Point-annotation data
▽

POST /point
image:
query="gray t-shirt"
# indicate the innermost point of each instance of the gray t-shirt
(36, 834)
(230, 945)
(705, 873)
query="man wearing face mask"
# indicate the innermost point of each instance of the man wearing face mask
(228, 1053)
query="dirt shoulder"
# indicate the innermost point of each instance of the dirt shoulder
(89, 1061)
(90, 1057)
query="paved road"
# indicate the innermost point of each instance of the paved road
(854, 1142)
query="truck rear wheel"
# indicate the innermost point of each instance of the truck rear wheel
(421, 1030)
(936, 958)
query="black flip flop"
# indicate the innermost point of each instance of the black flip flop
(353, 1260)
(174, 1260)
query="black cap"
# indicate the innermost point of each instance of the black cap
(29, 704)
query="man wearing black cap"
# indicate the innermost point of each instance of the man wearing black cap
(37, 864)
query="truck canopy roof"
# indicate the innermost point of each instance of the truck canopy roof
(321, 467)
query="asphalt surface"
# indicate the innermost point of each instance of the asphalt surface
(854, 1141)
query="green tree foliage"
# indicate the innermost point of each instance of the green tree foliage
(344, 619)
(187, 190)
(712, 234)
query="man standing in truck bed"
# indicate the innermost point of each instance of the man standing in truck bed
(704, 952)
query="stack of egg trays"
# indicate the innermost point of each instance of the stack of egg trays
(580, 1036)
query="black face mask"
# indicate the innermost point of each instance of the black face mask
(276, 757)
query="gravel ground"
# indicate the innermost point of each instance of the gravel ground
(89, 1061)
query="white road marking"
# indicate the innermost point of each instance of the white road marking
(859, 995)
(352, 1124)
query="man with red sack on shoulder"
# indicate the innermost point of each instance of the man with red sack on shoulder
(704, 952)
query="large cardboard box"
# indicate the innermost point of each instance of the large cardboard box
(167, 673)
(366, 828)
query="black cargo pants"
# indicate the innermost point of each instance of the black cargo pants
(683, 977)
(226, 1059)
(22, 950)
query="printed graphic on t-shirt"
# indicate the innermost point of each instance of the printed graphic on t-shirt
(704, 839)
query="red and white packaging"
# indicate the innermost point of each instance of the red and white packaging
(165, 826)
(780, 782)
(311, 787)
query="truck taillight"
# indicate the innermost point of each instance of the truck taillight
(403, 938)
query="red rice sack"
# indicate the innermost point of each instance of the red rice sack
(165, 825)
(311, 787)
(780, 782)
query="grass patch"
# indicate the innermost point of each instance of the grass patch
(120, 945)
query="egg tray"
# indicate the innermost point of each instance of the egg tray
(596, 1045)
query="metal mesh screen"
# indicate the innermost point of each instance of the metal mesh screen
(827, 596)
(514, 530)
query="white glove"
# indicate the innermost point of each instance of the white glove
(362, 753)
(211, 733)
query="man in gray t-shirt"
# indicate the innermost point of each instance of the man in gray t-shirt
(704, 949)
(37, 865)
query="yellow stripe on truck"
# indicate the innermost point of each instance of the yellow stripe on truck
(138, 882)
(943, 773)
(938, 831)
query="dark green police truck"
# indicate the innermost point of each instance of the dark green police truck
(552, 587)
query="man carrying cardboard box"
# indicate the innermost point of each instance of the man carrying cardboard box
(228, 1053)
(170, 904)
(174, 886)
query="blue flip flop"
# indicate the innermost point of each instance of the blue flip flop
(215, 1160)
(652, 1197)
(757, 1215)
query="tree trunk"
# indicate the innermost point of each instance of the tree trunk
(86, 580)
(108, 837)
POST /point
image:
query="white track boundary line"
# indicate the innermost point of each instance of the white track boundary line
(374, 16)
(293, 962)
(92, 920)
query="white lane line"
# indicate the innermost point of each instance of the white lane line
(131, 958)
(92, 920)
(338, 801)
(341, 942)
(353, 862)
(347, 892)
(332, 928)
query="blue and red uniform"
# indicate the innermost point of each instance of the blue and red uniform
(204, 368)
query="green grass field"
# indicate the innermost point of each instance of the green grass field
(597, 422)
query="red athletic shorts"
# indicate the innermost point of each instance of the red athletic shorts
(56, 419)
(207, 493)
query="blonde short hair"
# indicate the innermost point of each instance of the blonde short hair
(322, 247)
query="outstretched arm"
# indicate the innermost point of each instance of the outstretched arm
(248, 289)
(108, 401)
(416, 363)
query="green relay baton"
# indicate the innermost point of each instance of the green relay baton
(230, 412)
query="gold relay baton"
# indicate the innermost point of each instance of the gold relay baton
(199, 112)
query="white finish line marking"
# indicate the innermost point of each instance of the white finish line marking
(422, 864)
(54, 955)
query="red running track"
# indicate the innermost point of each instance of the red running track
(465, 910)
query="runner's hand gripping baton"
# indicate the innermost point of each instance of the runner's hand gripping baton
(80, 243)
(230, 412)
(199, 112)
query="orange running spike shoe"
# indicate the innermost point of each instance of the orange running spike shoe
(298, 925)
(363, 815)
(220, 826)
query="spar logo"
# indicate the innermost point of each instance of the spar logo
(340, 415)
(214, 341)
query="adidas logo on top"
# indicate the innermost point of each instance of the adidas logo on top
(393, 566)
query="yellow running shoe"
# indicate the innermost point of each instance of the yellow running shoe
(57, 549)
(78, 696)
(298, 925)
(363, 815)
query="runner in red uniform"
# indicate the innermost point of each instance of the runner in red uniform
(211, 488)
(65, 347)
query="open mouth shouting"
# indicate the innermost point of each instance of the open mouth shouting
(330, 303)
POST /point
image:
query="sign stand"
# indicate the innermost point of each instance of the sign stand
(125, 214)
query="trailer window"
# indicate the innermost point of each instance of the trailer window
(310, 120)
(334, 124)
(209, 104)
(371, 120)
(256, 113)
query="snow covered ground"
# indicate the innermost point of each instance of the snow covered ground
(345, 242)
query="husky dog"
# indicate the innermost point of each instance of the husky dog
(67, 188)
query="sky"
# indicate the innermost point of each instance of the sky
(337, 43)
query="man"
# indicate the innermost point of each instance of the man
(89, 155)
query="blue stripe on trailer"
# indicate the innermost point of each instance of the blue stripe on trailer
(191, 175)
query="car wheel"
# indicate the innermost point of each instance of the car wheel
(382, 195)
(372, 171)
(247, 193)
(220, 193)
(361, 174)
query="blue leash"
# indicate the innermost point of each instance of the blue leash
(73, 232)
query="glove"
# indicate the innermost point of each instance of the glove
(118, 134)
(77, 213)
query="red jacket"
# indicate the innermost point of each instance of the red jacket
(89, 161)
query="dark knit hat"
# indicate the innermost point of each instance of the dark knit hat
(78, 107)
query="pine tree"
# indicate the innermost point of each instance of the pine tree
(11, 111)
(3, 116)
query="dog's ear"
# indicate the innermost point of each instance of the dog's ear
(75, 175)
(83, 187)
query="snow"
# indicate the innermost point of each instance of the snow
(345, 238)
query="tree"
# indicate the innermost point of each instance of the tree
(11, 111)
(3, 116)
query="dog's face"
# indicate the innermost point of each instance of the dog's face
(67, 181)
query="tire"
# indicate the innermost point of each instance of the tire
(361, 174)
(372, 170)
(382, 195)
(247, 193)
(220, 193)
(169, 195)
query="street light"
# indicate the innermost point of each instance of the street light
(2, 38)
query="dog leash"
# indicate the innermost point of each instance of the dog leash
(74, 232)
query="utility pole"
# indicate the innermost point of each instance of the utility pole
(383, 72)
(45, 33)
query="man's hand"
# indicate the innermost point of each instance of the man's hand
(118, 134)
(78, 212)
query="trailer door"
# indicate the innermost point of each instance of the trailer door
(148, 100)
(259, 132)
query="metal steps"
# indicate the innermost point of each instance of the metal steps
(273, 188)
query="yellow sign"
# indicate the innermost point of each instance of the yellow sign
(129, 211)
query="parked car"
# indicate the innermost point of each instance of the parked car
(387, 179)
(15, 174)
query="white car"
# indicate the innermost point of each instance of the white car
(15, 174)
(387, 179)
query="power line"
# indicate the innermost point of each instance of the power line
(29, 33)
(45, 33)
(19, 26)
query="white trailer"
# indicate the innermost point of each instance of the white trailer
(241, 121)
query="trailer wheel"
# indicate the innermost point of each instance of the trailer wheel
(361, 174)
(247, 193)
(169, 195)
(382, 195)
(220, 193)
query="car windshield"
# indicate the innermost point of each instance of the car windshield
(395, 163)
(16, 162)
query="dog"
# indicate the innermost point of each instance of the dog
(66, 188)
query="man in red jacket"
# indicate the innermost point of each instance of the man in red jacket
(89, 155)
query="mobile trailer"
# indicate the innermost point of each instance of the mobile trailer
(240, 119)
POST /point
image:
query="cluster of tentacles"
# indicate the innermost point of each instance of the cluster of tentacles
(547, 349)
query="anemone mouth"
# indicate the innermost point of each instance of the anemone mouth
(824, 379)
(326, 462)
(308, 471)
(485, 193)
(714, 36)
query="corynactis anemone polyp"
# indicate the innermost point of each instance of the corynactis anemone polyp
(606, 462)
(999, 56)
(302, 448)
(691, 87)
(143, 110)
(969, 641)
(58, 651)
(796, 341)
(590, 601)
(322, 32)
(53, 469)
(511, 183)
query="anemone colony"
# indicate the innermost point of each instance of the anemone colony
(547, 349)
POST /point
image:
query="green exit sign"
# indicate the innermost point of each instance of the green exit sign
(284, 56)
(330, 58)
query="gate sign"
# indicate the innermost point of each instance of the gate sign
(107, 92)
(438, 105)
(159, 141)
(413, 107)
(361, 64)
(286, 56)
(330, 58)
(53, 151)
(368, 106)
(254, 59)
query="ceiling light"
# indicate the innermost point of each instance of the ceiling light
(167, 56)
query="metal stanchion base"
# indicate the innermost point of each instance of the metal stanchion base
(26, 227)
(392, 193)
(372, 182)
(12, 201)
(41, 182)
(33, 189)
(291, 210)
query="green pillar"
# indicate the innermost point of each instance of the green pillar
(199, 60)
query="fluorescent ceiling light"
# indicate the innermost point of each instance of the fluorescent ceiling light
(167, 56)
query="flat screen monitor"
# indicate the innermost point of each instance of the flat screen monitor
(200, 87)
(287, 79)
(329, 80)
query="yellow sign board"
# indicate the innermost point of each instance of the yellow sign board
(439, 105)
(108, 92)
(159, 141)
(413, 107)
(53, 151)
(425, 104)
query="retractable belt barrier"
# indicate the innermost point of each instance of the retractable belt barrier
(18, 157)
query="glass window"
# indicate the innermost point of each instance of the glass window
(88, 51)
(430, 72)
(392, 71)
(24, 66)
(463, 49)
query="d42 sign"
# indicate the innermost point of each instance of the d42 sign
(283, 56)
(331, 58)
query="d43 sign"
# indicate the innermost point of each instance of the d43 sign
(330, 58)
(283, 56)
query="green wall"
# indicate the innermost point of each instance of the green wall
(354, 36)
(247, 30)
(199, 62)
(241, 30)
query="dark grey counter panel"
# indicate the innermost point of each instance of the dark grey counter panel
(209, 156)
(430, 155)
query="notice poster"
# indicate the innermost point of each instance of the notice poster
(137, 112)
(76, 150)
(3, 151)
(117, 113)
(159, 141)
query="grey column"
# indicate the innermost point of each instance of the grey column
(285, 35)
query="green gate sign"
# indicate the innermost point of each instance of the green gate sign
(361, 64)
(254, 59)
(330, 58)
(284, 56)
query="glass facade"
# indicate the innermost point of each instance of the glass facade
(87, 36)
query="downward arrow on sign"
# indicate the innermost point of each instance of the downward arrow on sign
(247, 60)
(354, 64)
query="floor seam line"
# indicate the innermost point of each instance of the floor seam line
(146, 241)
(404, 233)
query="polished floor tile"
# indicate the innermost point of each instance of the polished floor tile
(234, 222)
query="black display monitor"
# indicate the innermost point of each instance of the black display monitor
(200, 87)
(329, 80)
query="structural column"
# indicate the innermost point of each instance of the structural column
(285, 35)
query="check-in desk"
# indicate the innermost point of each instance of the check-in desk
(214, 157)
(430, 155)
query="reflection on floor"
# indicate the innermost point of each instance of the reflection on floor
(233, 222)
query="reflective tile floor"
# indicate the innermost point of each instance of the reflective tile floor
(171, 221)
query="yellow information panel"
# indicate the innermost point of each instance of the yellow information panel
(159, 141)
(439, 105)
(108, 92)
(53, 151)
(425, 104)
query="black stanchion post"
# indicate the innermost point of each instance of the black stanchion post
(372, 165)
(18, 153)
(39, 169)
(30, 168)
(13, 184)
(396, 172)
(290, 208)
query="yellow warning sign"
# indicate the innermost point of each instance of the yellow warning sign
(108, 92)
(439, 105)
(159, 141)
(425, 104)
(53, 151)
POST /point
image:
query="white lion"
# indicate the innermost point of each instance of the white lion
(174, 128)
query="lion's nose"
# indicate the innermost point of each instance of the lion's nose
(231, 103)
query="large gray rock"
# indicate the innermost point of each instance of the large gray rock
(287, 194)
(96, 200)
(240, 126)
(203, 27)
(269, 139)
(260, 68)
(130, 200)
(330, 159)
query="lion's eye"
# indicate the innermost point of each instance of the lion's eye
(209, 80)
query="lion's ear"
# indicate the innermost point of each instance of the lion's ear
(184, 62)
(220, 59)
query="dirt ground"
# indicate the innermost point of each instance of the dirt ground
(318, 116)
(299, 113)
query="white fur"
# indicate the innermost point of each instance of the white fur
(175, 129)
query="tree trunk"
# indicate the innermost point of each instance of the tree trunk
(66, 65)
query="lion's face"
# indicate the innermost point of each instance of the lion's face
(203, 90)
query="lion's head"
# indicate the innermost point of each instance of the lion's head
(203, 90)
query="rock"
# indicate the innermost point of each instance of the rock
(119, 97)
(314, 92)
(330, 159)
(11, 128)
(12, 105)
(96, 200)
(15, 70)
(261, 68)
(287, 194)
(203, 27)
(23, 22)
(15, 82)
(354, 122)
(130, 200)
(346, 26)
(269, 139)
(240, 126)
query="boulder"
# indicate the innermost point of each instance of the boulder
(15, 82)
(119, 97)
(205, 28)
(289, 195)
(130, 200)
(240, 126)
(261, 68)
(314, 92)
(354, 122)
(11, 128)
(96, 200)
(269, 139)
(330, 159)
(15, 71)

△

DIRECTION
Return every line of the entries that contains the string "tentacles", treating case as significant.

TASK OUTPUT
query="cluster of tentacles"
# indicate the innermost point of each instance of the cluster of tentacles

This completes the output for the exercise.